__SUPPLIED PASSAGE__.
..............................

OSHA Likely to Approve Massachusetts State Plan for Government Workers
Federal OSHA has proposed granting initial approval for a Massachusetts state safety and health plan to cover both state and local government workers. The OSH Act doesn’t cover state and local government workers, but allows states to create their own plans that do. Massachusetts would become the seventh state to institute a plan protecting public sector employees. Approval is based on an assessment that the state plan will be at least as effective as federal OSHA in protecting the safety and health of workers.
Work-Related Exercise More Likely to Raise Heart Rate and Blood Pressure
Researchers at NIOSH and the University of Pittsburgh found that people had prolonged higher heart rates and increased blood pressure following physical activity at work compared to leisure activities. This aligns with previous studies suggesting occupational physical activity has a negative effect on heart health, while leisure activity improves cardiovascular health. Overall, the study suggests that public health recommendations for exercise may need to be adjusted to distinguish between occupational and leisure activities.

..............................

[Referring-expression pointing data]
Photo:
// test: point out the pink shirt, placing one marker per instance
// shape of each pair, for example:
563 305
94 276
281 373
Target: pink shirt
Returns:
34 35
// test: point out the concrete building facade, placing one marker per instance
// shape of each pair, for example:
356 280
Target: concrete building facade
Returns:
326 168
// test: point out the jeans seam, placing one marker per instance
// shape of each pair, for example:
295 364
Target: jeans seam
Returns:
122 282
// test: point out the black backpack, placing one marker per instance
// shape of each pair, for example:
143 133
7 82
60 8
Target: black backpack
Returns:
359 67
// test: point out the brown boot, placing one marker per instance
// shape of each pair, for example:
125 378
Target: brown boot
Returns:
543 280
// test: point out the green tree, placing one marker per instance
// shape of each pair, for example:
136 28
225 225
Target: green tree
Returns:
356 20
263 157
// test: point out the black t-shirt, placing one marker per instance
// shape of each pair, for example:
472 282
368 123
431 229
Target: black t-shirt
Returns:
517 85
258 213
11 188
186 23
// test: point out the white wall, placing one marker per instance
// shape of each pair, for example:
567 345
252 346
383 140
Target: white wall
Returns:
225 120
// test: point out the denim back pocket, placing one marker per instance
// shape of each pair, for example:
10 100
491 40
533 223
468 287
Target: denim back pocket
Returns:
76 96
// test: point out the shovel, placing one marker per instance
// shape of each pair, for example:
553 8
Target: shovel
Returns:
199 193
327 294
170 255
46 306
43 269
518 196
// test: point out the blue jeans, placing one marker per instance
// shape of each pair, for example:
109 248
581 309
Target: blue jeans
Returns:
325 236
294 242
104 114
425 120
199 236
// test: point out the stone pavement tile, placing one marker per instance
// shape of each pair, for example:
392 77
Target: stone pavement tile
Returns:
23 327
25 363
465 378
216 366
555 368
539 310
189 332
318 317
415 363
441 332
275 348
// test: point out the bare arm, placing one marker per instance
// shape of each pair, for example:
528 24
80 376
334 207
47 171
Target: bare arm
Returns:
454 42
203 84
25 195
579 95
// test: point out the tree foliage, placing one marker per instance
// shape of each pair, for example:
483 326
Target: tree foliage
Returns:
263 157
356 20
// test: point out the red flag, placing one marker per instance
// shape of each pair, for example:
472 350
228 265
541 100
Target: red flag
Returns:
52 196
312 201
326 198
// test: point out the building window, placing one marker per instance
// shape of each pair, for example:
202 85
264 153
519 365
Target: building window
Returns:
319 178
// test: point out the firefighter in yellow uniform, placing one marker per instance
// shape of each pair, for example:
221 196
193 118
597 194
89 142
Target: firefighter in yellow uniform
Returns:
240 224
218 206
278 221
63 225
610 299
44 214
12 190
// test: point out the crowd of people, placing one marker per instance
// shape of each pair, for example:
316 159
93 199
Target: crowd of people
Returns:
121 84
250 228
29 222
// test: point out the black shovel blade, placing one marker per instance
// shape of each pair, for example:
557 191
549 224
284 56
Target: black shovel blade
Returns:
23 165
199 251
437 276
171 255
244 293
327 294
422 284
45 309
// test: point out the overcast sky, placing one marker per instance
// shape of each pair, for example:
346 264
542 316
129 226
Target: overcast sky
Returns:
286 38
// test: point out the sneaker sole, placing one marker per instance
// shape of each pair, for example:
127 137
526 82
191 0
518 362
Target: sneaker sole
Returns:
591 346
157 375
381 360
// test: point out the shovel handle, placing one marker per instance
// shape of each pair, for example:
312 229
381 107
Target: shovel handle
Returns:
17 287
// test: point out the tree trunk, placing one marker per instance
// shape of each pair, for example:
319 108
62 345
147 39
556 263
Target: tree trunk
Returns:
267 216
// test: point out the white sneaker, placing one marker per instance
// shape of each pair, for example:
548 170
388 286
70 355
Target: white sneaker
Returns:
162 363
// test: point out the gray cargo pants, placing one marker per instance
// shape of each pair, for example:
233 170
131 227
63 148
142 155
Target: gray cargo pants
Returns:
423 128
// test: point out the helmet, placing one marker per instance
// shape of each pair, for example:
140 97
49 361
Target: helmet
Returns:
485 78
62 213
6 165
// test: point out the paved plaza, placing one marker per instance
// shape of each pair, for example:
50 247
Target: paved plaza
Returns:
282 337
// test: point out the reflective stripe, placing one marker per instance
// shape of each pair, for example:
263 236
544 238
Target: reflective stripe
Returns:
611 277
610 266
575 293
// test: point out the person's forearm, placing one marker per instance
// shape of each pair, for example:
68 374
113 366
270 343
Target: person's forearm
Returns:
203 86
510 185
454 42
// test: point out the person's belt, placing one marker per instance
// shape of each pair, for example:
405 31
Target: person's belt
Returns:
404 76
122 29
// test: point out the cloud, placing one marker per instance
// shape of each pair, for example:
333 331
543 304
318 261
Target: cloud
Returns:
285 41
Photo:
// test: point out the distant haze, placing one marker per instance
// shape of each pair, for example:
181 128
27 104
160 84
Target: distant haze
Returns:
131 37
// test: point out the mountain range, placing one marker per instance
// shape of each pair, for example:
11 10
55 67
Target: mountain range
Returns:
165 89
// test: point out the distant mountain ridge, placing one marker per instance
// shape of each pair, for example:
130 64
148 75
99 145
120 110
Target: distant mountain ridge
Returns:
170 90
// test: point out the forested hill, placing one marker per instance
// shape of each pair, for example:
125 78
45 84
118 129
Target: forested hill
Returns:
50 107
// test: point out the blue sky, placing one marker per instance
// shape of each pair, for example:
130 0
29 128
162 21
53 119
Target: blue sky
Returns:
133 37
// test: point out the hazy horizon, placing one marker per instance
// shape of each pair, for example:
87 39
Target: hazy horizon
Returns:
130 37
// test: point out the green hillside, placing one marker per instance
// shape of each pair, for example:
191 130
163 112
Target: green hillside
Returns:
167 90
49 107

..............................

__WORK INSTRUCTION 1__.
Answer these about the news briefs:
(a) Massachusetts would become which state, in order, to institute a plan protecting public sector employees?
(b) Researchers at which two institutions studied heart rate and blood pressure after physical activity?
(c) On what assessment is approval of the Massachusetts plan based?
__WORK INSTRUCTION 2__. Can you sum up the news briefs in two sentences?

__TASK OUTPUT 1__.
(a) The seventh.
(b) NIOSH and the University of Pittsburgh.
(c) An assessment that the state plan will be at least as effective as federal OSHA in protecting the safety and health of workers.

__TASK OUTPUT 2__. Federal OSHA has proposed initial approval of a Massachusetts safety and health plan covering state and local government workers, which would make Massachusetts the seventh state with such a plan. Researchers at NIOSH and the University of Pittsburgh found that physical activity at work led to prolonged higher heart rates and increased blood pressure compared to leisure activity, suggesting exercise recommendations may need to distinguish between the two.